* [TASK BRIEF]: Copy each line of the following material that has the string "beard".

_ _ _ _ _

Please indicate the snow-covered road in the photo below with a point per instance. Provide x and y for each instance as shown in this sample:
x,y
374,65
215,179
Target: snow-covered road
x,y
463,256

_ _ _ _ _

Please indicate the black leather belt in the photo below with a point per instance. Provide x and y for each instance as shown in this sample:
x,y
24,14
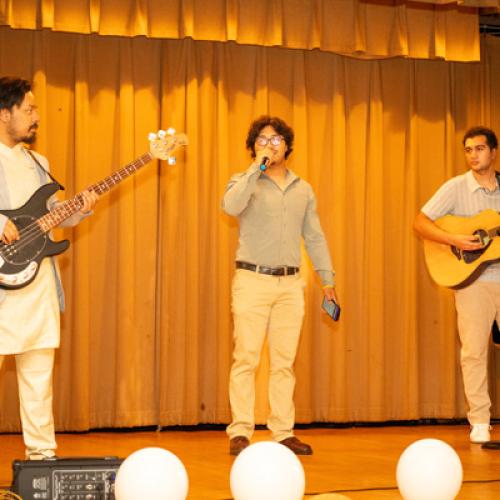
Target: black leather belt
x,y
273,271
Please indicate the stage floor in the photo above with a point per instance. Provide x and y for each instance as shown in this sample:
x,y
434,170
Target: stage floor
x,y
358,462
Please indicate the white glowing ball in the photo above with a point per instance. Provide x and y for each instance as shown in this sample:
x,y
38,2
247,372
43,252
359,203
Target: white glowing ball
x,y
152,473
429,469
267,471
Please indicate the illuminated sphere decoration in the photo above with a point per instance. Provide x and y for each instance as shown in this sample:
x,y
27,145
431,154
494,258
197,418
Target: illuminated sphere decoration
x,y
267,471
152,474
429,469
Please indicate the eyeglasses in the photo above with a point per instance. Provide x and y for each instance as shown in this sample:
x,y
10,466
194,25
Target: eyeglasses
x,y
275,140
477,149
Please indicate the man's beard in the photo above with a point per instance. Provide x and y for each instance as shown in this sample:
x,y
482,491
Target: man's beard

_ _ _ _ _

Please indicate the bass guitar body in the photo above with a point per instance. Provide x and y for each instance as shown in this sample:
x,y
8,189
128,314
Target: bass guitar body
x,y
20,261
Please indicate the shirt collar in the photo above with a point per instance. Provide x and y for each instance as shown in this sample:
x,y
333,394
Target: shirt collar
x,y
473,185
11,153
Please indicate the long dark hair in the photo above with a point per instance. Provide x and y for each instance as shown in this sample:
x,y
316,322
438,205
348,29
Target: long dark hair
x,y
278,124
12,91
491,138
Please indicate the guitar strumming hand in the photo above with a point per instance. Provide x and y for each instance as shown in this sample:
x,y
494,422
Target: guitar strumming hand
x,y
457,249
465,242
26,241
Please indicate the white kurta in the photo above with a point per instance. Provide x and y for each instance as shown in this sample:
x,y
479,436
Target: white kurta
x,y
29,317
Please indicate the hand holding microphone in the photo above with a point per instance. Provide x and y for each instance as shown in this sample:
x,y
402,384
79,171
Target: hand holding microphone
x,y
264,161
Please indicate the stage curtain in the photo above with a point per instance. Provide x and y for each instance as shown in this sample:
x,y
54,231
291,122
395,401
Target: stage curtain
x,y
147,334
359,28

_ _ _ _ _

* [OUTPUT BELOW]:
Please indicate the man's beard in the photo above with a point per instance. Provide x and y for each instance as shown in this sample:
Target: man's beard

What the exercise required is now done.